• [PASSAGE SHOWN]:
• • • • •

The risks are not limited to the short term. Countries are also vulnerable to major future productivity losses, via both labor and capital. Prolonged school closures and joblessness could contribute to increases in domestic violence, teenage pregnancies, and child marriage, especially in countries that lack basic infrastructure for remote schooling.
Simply put, Sub-Saharan Africa may be about to confront a human tragedy so profound that it could leave a generation adrift in some countries, with consequences that extend far beyond the region’s borders. Two examples perfectly illustrate the multifaceted spillover risks.
First, by drastically reducing Africans’ current and future economic prospects, the COVID-19 crisis could eventually fuel even more migration than current forecasts anticipate. Second, by triggering a series of corporate- and sovereign-debt defaults, an uncontrolled COVID-19 outbreak could exacerbate the financial-market instability that the US Federal Reserve and the European Central Bank have taken such strong action to repress. This increases the chances of reverse-contamination from the financial sector to the real economy.
The scale of the threat is not lost on the International Monetary Fund, which, through an enormous ongoing effort, has moved quickly and boldly to increase emergency funding. More than 90 developing countries have already approached the IMF for financial assistance. Together with the World Bank, the Fund has also called for official bilateral creditors, including China, which has become a major creditor in recent years, to suspend debt payments by the poorest developing countries. Leading the way here too, the IMF is providing immediate debt relief for 25 of its low-income member countries, using grant resources to cover their multilateral debt-servicing obligations for six months.
Meanwhile, some countries, such as China, have offered large in-kind medical donations (what less charitable observers have described as “facemask diplomacy”).
But, to stave off disaster in vulnerable regions, the international community must do a lot more. Advanced economies, in particular, should supplement the home bias that has (understandably) characterized their responses so far with a broader assessment of the global effects, including spillovers to and spillbacks from Africa. They should expand official funding assistance, facilitate broader debt relief, and urgently establish an international solidarity fund which other countries and the private sector could join.
Furthermore, developed countries should do more to share best practices for containment and mitigation of the pandemic. To facilitate this process, the World Health Organization needs to do a better job of centralizing and disseminating relevant information. Advanced economies’ leadership, one hopes, will soon extend to the universal deployment of more effective medical treatments, or even a vaccine.
Finally, the international community must do a lot more to crowd in private-sector resources. Much as it did in the developed countries, the private sector can play an important role in the crisis response in vulnerable regions, both directly and through proliferating public-private partnerships. While pharmaceutical and tech companies will do a lot of the heavy lifting, private creditors can help by working on orderly ways to reduce the immediate debt burden on more challenged developing countries.
But, again, this will require greater emphasis on enabling mechanisms. A bigger shift in mindset on the part of multilateral lenders and other international bodies (including the World Bank) will be needed.
The COVID-19 pandemic threatens to devastate large parts of the developing world. Only with a concerted, cooperative, and holistic approach can the international community avoid a large-scale humanitarian tragedy – and protect the rest of the world from destabilizing blowback.

• • • • •

• [GIVEN INFORMATION]:
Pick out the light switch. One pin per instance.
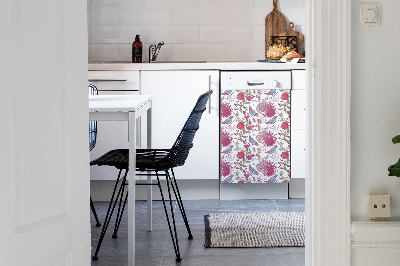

• • • • •

• [TASK REQUIREMENTS]: Return the portion of the commentary on COVID-19 and Sub-Saharan Africa between "The COVID-19 pandemic" and "from destabilizing blowback.", inclusive, word for word. The lines above have no role in this exercise.

• [OUTPUT]:
The COVID-19 pandemic threatens to devastate large parts of the developing world. Only with a concerted, cooperative, and holistic approach can the international community avoid a large-scale humanitarian tragedy – and protect the rest of the world from destabilizing blowback.